Region pointing data
◆ ◆ ◆ ◆ ◆
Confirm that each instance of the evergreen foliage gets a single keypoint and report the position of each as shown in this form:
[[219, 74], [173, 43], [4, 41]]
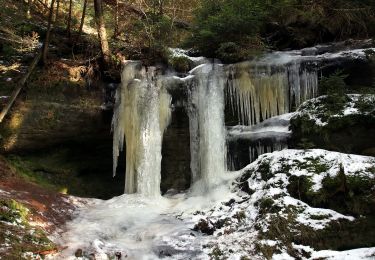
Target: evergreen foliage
[[229, 29]]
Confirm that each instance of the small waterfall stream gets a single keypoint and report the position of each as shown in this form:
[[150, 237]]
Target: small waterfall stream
[[145, 225], [254, 91]]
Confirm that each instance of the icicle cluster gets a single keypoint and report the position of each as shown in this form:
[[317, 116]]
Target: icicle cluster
[[207, 131], [142, 113], [260, 91]]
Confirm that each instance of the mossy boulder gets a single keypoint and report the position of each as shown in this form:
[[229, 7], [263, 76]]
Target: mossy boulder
[[345, 127], [315, 198]]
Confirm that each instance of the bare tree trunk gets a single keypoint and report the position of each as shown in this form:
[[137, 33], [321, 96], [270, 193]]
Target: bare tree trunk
[[70, 19], [80, 26], [102, 33], [57, 11], [116, 33], [29, 4], [21, 83], [48, 35], [82, 20]]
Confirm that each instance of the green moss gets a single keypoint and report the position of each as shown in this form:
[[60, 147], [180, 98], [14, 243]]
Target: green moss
[[217, 254], [14, 211], [240, 216]]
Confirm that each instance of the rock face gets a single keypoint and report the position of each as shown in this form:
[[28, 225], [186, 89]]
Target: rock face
[[296, 203], [175, 163], [64, 136], [348, 129]]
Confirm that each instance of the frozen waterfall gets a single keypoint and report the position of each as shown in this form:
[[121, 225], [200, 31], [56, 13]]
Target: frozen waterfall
[[141, 115], [207, 131]]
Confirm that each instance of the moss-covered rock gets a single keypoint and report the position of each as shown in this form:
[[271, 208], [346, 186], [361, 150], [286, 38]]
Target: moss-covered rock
[[18, 239], [315, 198], [320, 124]]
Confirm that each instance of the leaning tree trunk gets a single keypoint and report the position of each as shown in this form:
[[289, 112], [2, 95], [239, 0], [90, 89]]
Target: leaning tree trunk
[[29, 4], [102, 33], [19, 87], [68, 28], [57, 10], [48, 35], [82, 21], [116, 33]]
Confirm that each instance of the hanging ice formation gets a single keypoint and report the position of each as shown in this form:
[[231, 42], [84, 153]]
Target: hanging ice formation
[[207, 131], [141, 115], [260, 90], [255, 90]]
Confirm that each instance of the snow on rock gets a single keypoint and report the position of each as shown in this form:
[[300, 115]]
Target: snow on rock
[[316, 109], [254, 214]]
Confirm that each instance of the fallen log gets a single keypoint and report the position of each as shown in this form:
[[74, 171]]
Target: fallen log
[[20, 85]]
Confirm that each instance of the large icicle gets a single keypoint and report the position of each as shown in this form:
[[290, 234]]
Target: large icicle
[[142, 113], [257, 91], [207, 131]]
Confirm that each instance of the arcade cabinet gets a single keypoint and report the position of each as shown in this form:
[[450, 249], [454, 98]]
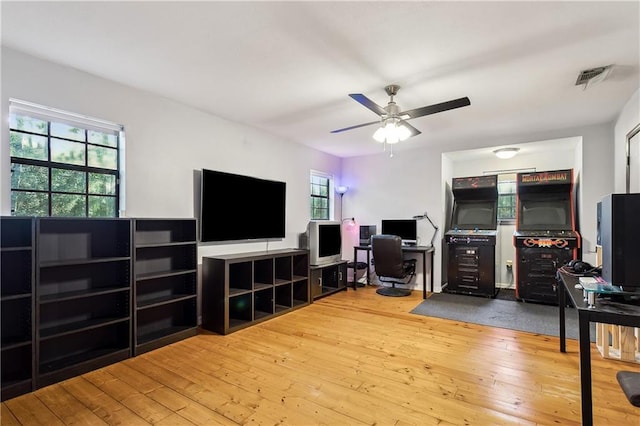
◆ ◆ ◆ ◆ ◆
The answer is the lines above between the line holding "[[317, 116]]" and the line holding "[[137, 33], [321, 96], [270, 193]]", inclusive, each written out exactly, and no others.

**Task response:**
[[317, 116]]
Target: icicle cluster
[[207, 131], [142, 113], [260, 91]]
Confirm that each instance of the mossy boulder gets a single keypoint and report the position of each as shown in this form:
[[229, 7], [263, 76]]
Target: mossy boulder
[[345, 127], [315, 198]]
Confirm that each instance of the bare tree trunk gets a single keypoint and report the position of each as shown in this form:
[[137, 33], [321, 96], [270, 193]]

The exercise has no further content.